┏━━

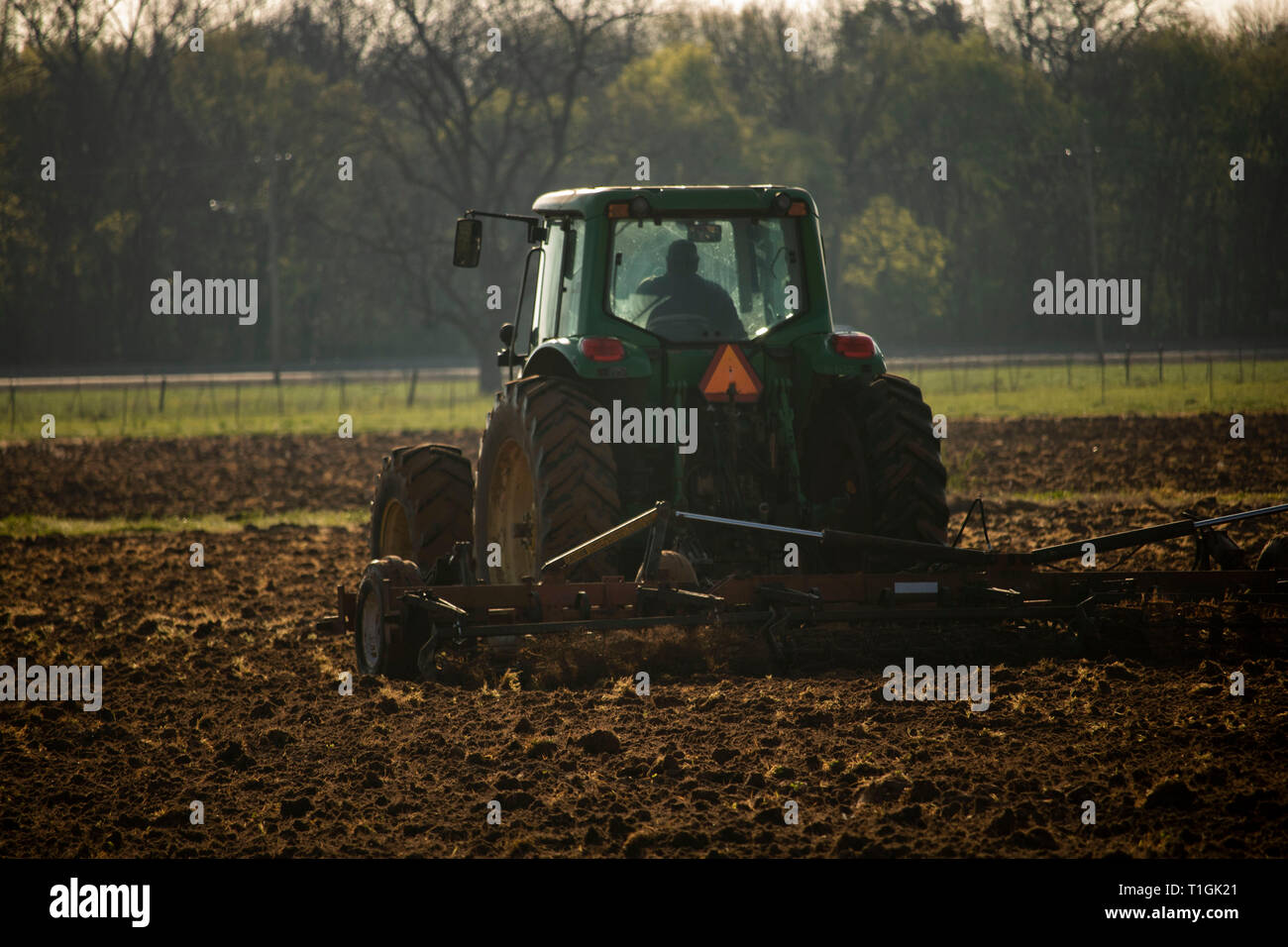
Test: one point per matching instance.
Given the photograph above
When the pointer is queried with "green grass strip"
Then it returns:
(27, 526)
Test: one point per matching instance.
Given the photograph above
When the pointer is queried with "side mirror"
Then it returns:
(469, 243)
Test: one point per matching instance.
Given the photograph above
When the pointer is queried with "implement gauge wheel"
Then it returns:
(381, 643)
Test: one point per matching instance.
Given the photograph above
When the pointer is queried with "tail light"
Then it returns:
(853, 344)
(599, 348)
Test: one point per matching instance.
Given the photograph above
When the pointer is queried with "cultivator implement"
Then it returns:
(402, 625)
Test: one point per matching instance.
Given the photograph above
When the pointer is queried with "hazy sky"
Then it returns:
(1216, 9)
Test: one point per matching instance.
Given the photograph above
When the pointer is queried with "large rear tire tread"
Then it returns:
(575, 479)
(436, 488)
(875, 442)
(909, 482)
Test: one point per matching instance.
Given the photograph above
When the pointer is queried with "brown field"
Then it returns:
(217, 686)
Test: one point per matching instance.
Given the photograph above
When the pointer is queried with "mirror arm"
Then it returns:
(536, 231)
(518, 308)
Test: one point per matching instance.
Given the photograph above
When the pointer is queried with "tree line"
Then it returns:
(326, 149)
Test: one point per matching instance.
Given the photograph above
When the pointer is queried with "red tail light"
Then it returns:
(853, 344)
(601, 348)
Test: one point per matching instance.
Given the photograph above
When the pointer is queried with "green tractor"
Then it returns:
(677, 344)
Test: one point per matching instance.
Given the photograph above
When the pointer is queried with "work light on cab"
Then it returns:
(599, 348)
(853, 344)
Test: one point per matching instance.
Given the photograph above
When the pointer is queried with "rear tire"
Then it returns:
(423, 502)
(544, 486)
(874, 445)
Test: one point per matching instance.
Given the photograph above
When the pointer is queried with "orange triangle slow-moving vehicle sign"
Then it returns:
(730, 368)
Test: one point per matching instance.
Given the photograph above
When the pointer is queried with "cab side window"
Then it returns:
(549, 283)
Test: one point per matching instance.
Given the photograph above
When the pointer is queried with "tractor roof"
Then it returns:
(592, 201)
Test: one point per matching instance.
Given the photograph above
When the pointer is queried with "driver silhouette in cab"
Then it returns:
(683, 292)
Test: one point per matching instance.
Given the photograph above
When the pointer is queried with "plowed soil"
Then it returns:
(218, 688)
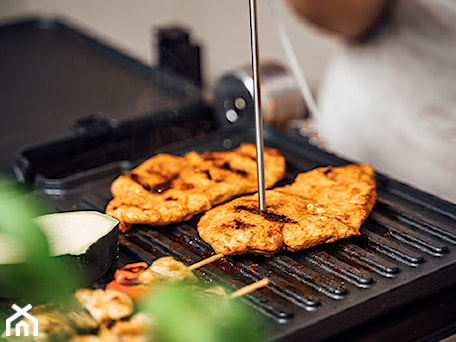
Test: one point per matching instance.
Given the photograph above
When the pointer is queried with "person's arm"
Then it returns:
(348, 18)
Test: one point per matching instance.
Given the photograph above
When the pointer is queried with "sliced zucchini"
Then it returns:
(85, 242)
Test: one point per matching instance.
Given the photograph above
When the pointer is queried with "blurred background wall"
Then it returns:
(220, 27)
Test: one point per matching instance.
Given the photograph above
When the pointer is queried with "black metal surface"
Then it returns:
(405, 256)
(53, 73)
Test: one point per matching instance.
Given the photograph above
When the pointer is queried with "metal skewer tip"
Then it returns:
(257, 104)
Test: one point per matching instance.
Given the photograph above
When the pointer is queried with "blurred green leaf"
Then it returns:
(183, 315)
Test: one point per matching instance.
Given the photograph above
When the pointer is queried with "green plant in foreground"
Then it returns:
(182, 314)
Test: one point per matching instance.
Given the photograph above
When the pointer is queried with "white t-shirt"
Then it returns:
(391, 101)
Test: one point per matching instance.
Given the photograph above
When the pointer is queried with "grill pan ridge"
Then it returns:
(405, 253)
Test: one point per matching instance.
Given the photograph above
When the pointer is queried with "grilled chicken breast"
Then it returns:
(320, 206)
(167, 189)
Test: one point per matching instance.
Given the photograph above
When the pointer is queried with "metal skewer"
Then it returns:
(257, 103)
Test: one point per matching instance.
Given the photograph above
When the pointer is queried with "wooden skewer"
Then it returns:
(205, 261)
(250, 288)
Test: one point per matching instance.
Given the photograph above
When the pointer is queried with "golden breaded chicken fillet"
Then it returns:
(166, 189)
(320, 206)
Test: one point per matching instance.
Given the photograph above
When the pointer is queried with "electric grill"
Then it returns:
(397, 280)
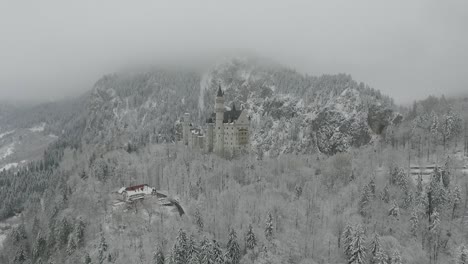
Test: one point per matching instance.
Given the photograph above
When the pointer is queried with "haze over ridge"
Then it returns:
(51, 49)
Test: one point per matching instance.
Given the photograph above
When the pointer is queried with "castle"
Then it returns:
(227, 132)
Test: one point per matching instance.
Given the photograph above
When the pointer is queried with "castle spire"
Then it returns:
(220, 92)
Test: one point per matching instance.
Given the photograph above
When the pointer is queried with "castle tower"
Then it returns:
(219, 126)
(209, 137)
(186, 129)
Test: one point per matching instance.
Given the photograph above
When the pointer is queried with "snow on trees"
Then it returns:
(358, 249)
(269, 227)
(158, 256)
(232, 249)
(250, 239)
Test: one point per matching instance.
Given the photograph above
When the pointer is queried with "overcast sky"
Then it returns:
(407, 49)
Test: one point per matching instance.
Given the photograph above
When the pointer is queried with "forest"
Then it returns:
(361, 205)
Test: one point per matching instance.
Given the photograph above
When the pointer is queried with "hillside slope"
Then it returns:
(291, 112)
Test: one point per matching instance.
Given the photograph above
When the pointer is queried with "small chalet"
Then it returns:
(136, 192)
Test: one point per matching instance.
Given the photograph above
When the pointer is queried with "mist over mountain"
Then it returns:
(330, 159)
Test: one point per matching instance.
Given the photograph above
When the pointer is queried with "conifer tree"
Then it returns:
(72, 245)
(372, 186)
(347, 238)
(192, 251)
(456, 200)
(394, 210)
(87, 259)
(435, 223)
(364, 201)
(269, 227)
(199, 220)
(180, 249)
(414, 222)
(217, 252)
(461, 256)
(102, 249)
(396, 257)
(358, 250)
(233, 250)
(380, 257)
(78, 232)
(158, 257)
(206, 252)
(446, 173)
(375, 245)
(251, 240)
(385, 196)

┗━━

Exercise aim
Every entry must be transcribed exactly. Pictures do not belong in the copy.

Answer to this task
Test: one point per matching instance.
Given the photograph above
When the pointer is queried with "green grass strip"
Then it returns:
(27, 526)
Test: one point per matching instance.
Given the photograph above
When the pointer is queried with "side mirror"
Then it returns:
(469, 243)
Test: one point per matching instance.
Given the photograph above
When the pointer is queried with "implement gauge wheel"
Then it returns:
(381, 643)
Test: one point per matching instance.
Given the photograph above
When the pointer is queried with "tail light"
Then it returns:
(853, 344)
(599, 348)
Test: one point per matching instance.
Given the photograph above
When the pointer is queried with "cultivator implement"
Then it returns:
(402, 625)
Test: one point per matching instance.
Given the photograph above
When the pointer is queried with "hazy sky"
Then it returns:
(1216, 9)
Test: one point per matching instance.
Given the photograph above
When the pointer is queried with "large rear tire tread"
Then it returns:
(575, 479)
(436, 488)
(875, 442)
(909, 482)
Test: one point per matching instance.
Given the photograph above
When the pointer is queried with "brown field"
Then it returns:
(217, 686)
Test: one point per matching instance.
Given the photograph above
When the pointer is queried with "mirror arm"
Then it returns:
(536, 231)
(518, 308)
Test: one point per matching instance.
Given the photograph above
When the pointer is queried with "tree line"
Then it returns:
(326, 149)
Test: one point per matching instance.
Given the photograph above
When the pointer is queried with "red tail light"
Then it returns:
(853, 344)
(601, 348)
Test: one point per matching instance.
Given the photograph above
When the pointer is queried with "green tractor"
Then it returns:
(677, 344)
Test: one point per matching instance.
Given the photograph above
When the pointer is queried with "work light on cab"
Then it returns:
(599, 348)
(853, 344)
Test: one point per matching instance.
Given the photograph above
When the pointer is queried with "rear tire"
Then it returns:
(423, 502)
(544, 486)
(874, 445)
Test: one point per matching instance.
Given the photograph above
When the pointer is queried with "orange triangle slow-moving vehicle sign"
Then it returns:
(730, 368)
Test: one point per matching instance.
Given the photograph above
When the pointer is queried with "cab side window"
Then it returns:
(549, 283)
Test: one point per matching instance.
Given the photograph above
When the pointer is queried with "tractor roof"
Then it returns:
(592, 201)
Test: one point per matching instance.
Given the photograph above
When the pointer is queried with "driver silhouette in cab"
Then it returns:
(683, 292)
Test: one point per matching instance.
Given the photograph above
When the pointer is queried with "plowed soil"
Then it returns:
(218, 688)
Test: one point per matching instance.
Given the photograph above
When the pointer is queried with "person's arm"
Then it returns:
(348, 18)
Test: one point per matching instance.
Given the photograph above
When the pointer is queried with "sliced zucchini"
Then it returns:
(85, 242)
Test: one point per matching instance.
Given the photograph above
When the pointer is queried with "blurred background wall"
Then it returns:
(220, 27)
Test: one point per matching instance.
Given the photograph above
When the pointer is queried with "black metal surface"
Then it returns:
(405, 256)
(53, 73)
Test: one point per matching instance.
Given the photograph above
When the pointer is queried with "metal skewer tip"
Then it returns:
(257, 104)
Test: one point per matching instance.
Given the photograph above
When the pointer is queried with "blurred green leaf"
Then it returns:
(183, 315)
Test: one point per matching instance.
Given the photograph above
When the pointer is queried with "green plant in foreground"
Then it returns:
(182, 314)
Test: one point per matching instance.
Given the photograph above
When the pointer is queried with "white t-shirt"
Then it returns:
(391, 101)
Test: one point per matching instance.
Given the photograph above
When the pointer is queried with "grill pan ridge"
Then it returns:
(405, 253)
Test: one point per matching instance.
Given the photograph above
When the pointer is queried with "grilled chicken breast"
Then it returns:
(320, 206)
(167, 189)
Test: one point per matching instance.
Given the photograph above
When the pointer is queried with "metal skewer"
Then it returns:
(257, 103)
Test: one point per matching instance.
Given the photograph above
When the pointer is queried with "wooden skewer"
Then it returns:
(205, 261)
(250, 288)
Test: one point per matching instance.
Given the photograph above
When the pointer is queried with "golden breaded chicken fillet"
Then it returns:
(166, 189)
(320, 206)
Test: one point per matching instance.
Given the photograph above
When the pointer is queried with "electric grill"
Then it returns:
(397, 280)
Test: one point per matching instance.
Given the photograph above
When the pointer is queried with "haze over ridge"
Then it returns:
(51, 49)
Test: one point per matching instance.
Given the photograph above
When the pointer is queried with "castle"
Then it returns:
(227, 132)
Test: one point per matching instance.
Given the photograph above
When the pointer is queried with "castle spire"
Then it returns:
(220, 92)
Test: one point per matching instance.
Given the photograph above
When the pointer is queried with "castle tower"
Then it returns:
(219, 126)
(209, 137)
(186, 129)
Test: one point per matching instance.
Given the photograph above
When the pointer is queried with "snow on trees"
Then it returns:
(358, 249)
(269, 227)
(158, 256)
(232, 249)
(250, 239)
Test: one point per matching instance.
Given the photograph above
When the pointer is queried with "overcast sky"
Then it returns:
(407, 49)
Test: one point per matching instance.
Given the photograph above
When the pointer is queried with "forest"
Then it returns:
(361, 205)
Test: one point per matching instance.
Given the photograph above
When the pointer is queried with "hillside slope"
Then it returns:
(291, 112)
Test: one point per matching instance.
Given the photograph above
When the pointer is queried with "small chalet"
Then it returns:
(136, 192)
Test: one point per matching instance.
Given the photograph above
When the pointer is queried with "mist over mountain"
Then it returns:
(330, 159)
Test: one point per matching instance.
Given the photograph above
When the pointer is queried with "conifer tree"
Then it returns:
(72, 245)
(372, 186)
(347, 238)
(192, 251)
(456, 200)
(394, 210)
(87, 259)
(435, 223)
(364, 201)
(269, 227)
(199, 220)
(180, 249)
(414, 222)
(217, 252)
(461, 256)
(102, 249)
(396, 257)
(358, 250)
(233, 250)
(380, 257)
(78, 232)
(158, 257)
(206, 252)
(446, 173)
(375, 245)
(251, 240)
(385, 196)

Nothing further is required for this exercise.